▸ QUOTED PASSAGE:
++++
The Potential Unintended Consequences of Fee Shifting after the Supreme Court Decisions in Octane Fitness and Highmark

POSTED BY Andrew Beckerman-Rodau | Professor of Law & Co-Director of the Suffolk University Law School IP Concentration, e-mail: arodau@suffolk.edu), website: www.lawprofessor.org


Yesterday (April 29, 2014) the U.S. Supreme Court handed down two unanimous decisions in the Octane Fitness case and the Highmark case. Both cases addressed the standard for awarding attorney fees in patent infringement cases to the prevailing party in accordance with the patent law statute which provides that a “court in exceptional cases may award reasonable attorney fees to the prevailing party.”
++++
▸ SUPPLIED ENTRIES:
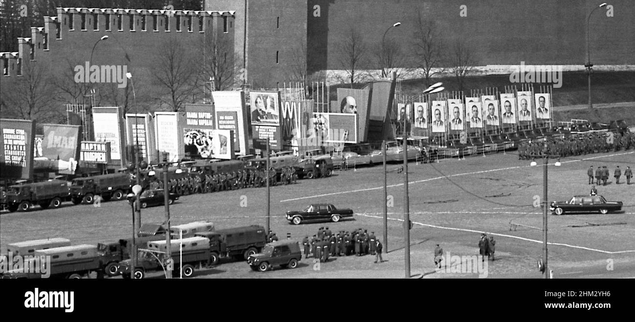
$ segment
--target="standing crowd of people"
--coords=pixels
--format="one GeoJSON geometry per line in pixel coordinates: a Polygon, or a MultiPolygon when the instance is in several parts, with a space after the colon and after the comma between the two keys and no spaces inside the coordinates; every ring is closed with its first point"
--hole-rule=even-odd
{"type": "Polygon", "coordinates": [[[306,236],[302,240],[304,258],[313,257],[321,262],[328,262],[329,256],[363,256],[375,255],[375,262],[383,262],[381,252],[382,243],[368,230],[358,229],[357,231],[340,231],[333,233],[328,227],[320,227],[318,233],[312,238],[306,236]]]}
++++
▸ REQUIRED WORK:
1. Answer these questions from the fee-shifting post:
(a) Who posted it, and at which law school does the poster co-direct the IP Concentration?
(b) On what date did the Supreme Court hand down the two decisions?
(c) According to the quoted statute, in what kind of cases may a court award reasonable attorney fees?
2. For each statement, say yes or no according to the fee-shifting post and quote the words that decide it.
(a) Both Supreme Court decisions were unanimous.
(b) The two cases concerned the standard for awarding attorney fees in trademark cases.
(c) Under the quoted statute, a court may award attorney fees to the losing party.

▸ ANSWER LIST:
1.
(a) Andrew Beckerman-Rodau, at Suffolk University Law School.
(b) April 29, 2014.
(c) Exceptional cases.

2.
(a) Yes: "two unanimous decisions in the Octane Fitness case and the Highmark case"
(b) No: "the standard for awarding attorney fees in patent infringement cases"
(c) No: "may award reasonable attorney fees to the prevailing party"